Exklusiv-Interview mit Unirektor in Rom
BildungRom – 13. August 2024
Inspiriert von seinen ehemaligen Lehrer:innen am Adalbert Stifter-Gymnasium entschied sich Dr. Bernhard Eckerstorfer nach der Matura für das Lehramtstudium und unterrichtete später am Stift Kremsmünster Geografie, Religion und Italienisch. Seit fünf Jahren ist der 53-jährige Priester und Mönch Universitätsrektor an der Sant'Anselmo Benediktiner-Universität in Rom. Die PHDL wollte in einem Exklusiv-Interview vom Linzer wissen, welchen Stellenwert Bildung einnimmt, was er zum Lehrer:innen-Mangel sagt und worauf es im Lehrberuf ankommt. Nach einem gemeinsamen Mittagessen unter Mönchen mit Spargel-Pasta und Salat nahm sich Dr. Pater Bernhard Eckerstorfer in seinem Rektorenzimmer ausreichend Zeit für uns.
PHDL: Es gibt viele Bildungswege, aber nicht alle führen nach Rom. Als ehemaliger Gymnasiallehrer in Oberösterreich sind Sie nun Rektor einer Benediktiner-Hochschule in der „Ewigen Stadt“. Ziel erreicht?
Dr. Bernhard Eckerstorfer: (schmunzelt) Ich hatte nie das Gefühl, jetzt Karriere gemacht zu haben. Das wäre auch nicht die richtige Kategorie – gerade als Mönch. Mein Ziel war immer, dort, wo ich gefragt werde, das zu tun, was sinnvoll und möglich ist. Da gibt es kein 'höher' und 'tiefer'. Für mich geht es um die Tätigkeit, dass man den Menschen gerecht wird. An der Sant’Anselmo-Universität in Rom war ich seit 2017 im Wissenschaftsrat. Zwei Jahre später hat mich der Abtprimas für das Amt des Rektors vorgeschlagen und die Professoren haben dem zugestimmt. Erst jetzt habe ich aber das Gefühl, hier angekommen zu sein, weil ja unmittelbar nach meiner Bestellung als Rektor die Corona-Krise ausbrach und sich alles verzögerte. Seit Jänner 2024 begann hier an der Sant'Anselmo-Universität mit 680 Studierenden aus 70 Ländern meine neue Amtsperiode als Rektor. Meine Heimat bleibt trotzdem Oberösterreich und das Stift Kremsmünster.
PHDL: Fehlt Ihnen Oberösterreich?
Dr. Bernhard Eckerstorfer: Was mir fehlt sind die vertrauten Menschen: Familie, Freunde oder Mitbrüder. Aber was ich an Oberösterreich schätze sind die Landschaft und das abwechslungsreiche Wetter mit Schnee. Ich gehe auch gerne Bergsteigen oder in unseren Seen schwimmen. Und das Essen aus der Heimat liebe ich.
PHDL: Das Essen? Das ist ja aus Italien ein ordentliches Kompliment an unsere heimische Küche.

----

[Ziel]: Führe das Interview mit dem Rektor der Sant'Anselmo-Universität ab der Stelle weiter, an der es aufhört. Die Daten sind eigenständiges Material und gehören nicht zum Interview.

Gespeicherte Einträge aus einer Sammlung
----

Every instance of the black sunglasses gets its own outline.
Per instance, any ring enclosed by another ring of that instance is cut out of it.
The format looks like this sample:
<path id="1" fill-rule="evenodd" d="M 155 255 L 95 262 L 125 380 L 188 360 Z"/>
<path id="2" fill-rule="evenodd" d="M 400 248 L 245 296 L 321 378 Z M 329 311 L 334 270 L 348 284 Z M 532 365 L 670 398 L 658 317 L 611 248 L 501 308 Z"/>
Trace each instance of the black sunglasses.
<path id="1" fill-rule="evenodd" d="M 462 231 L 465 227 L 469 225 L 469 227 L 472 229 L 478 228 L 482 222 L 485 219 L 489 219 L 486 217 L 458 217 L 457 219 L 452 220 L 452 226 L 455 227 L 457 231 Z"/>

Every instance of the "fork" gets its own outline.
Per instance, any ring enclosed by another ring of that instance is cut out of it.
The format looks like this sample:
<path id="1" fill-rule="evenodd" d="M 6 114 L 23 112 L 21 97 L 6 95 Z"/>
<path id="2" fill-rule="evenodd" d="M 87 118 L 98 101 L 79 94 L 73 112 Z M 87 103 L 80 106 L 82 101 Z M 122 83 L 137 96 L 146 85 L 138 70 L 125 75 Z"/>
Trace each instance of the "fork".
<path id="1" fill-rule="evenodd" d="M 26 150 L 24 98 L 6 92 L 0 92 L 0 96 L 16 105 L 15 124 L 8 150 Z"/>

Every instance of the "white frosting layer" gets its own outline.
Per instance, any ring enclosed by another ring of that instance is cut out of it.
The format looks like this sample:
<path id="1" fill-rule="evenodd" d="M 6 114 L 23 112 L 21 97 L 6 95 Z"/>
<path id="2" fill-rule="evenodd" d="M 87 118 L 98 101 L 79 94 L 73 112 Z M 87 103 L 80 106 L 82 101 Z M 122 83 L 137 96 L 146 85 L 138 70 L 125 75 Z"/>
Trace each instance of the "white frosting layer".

----

[Antwort zur Aufgabe]:
Dr. Bernhard Eckerstorfer: Ich habe das italienische Essen auch sehr gerne. Aber mir schmecken die Nachspeisen aus meiner Heimat sehr, die sind nicht ganz so cremig wie in Italien. Und ich vermisse Suppen: etwa Frittaten- oder Grießknödelsuppen. Was ich an der Heimat noch sehr schätze sind die Verbindlichkeit und Verlässlichkeit. In dieser mediterranen Kultur sind die Menschen dafür ganz besonders warmherzig und auch nachsichtiger gegenüber Fehlern.
PHDL: Papst Franziskus hat Sie vor kurzem zu einem seiner Berater für Gottesdienste und Sakramente ernannt. Wie geht es Ihnen damit?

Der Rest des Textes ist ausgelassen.